▶ Available data:
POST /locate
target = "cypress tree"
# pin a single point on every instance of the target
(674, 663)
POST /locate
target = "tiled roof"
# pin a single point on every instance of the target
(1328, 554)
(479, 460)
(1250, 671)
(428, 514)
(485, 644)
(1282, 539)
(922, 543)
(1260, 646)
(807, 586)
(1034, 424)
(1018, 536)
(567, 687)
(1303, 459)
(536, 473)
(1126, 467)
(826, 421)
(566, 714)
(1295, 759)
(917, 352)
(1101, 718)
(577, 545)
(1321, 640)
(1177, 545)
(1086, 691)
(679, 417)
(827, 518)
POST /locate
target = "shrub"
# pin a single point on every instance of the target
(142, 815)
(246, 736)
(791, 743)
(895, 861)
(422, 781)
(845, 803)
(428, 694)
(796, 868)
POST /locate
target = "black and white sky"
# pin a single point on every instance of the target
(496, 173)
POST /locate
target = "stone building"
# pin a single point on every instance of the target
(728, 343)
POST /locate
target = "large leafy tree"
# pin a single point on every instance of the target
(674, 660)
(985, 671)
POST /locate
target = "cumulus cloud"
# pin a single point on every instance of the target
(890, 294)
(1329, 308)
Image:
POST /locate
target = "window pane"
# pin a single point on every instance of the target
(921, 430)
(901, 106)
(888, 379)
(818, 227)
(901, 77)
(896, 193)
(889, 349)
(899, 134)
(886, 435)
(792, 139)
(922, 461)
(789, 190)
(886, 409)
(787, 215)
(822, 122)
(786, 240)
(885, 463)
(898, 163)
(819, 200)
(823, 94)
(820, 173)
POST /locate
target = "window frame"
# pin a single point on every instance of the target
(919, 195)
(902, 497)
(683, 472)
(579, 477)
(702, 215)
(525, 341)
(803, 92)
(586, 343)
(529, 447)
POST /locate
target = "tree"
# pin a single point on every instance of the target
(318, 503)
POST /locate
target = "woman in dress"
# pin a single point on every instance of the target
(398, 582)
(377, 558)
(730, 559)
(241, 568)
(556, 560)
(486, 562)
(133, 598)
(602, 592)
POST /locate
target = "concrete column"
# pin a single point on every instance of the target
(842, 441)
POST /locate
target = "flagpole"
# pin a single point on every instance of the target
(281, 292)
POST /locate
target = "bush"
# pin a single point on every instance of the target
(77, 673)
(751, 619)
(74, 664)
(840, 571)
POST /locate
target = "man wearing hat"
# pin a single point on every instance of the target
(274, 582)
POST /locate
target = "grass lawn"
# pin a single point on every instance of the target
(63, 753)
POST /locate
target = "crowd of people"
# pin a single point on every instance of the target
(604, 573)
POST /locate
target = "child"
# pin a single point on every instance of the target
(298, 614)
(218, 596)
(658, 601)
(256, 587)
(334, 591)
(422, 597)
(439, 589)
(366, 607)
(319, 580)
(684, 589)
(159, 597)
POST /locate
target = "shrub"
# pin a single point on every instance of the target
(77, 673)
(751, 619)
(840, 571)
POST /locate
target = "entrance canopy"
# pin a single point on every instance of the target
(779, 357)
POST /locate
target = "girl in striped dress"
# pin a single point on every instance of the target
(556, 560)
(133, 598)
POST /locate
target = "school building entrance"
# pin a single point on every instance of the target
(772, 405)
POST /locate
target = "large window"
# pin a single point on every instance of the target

▶ Action item:
For this exercise, set down all of the entries again word for word.

▶ Output for this task:
POST /locate
target = "cypress tree"
# pin a single point on every instance of the target
(674, 663)
POST /locate
target = "tiled roof"
# pin a single point on every instance of the target
(1328, 554)
(479, 460)
(1250, 671)
(428, 514)
(485, 644)
(1282, 539)
(922, 543)
(1260, 646)
(807, 586)
(1034, 424)
(1018, 536)
(567, 687)
(1303, 459)
(536, 473)
(1126, 467)
(826, 421)
(566, 714)
(1295, 759)
(917, 352)
(1101, 718)
(577, 545)
(1321, 640)
(1177, 545)
(1086, 691)
(679, 417)
(827, 518)
POST /locate
target = "shrub"
# pin a single point on every instance of the target
(142, 815)
(246, 736)
(791, 743)
(895, 861)
(422, 781)
(845, 803)
(428, 694)
(796, 868)
POST /locate
target = "black and white sky"
# pin a single point on every instance of the target
(496, 173)
POST /locate
target = "stone building"
# pin a single point on every instance of the target
(728, 343)
POST /locate
target = "large leafy tree"
# pin a single point on every instance of the target
(674, 660)
(985, 671)
POST /locate
target = "cumulus cloud"
# pin a single point on every instance of the target
(890, 294)
(1329, 308)
Image:
POST /locate
target = "window pane"
# pin a single point on every instance of the target
(921, 430)
(901, 106)
(888, 379)
(818, 227)
(901, 77)
(896, 193)
(889, 349)
(899, 134)
(886, 435)
(792, 139)
(922, 461)
(789, 190)
(886, 409)
(787, 215)
(822, 122)
(786, 240)
(885, 463)
(898, 163)
(819, 200)
(823, 94)
(820, 173)
POST /locate
target = "window frame"
# pin a single point on every instance of the target
(919, 195)
(902, 497)
(683, 472)
(579, 477)
(702, 215)
(525, 341)
(803, 92)
(586, 343)
(529, 447)
POST /locate
target = "tree"
# pin a single point on every instance of the target
(318, 503)
POST /locate
target = "woman in dress"
# pin a single point on every instance of the target
(398, 582)
(377, 558)
(730, 559)
(241, 568)
(556, 560)
(486, 562)
(133, 598)
(602, 592)
POST /locate
target = "concrete column"
# pin a single point on every instance of the target
(842, 441)
POST /locate
target = "flagpole"
# pin a single point on every instance of the target
(281, 292)
POST /locate
target = "bush"
# pin a single point on every instance of the target
(77, 673)
(751, 619)
(74, 664)
(840, 571)
POST /locate
target = "man wearing hat"
# pin a single point on every instance of the target
(274, 582)
POST /locate
target = "grass lawn"
# pin a single point on every instance of the target
(63, 753)
POST /locate
target = "crowd of people"
# pin a single point on every instance of the target
(604, 573)
POST /locate
target = "child"
# pin a single point on every instance of the target
(298, 614)
(218, 596)
(658, 601)
(256, 587)
(334, 591)
(422, 597)
(439, 589)
(366, 607)
(319, 580)
(684, 589)
(159, 597)
POST /locate
target = "shrub"
# pin a single point on every instance of the target
(77, 673)
(751, 619)
(840, 571)
POST /locate
target = "entrance canopy"
# pin a single point on every instance of the target
(779, 357)
POST /locate
target = "girl in striped dress"
# pin a single point on every instance of the target
(556, 560)
(133, 598)
POST /locate
target = "school building entrance"
# pin a single point on every instance of the target
(772, 405)
POST /locate
target = "large window"
# pin a single point on every instance of the target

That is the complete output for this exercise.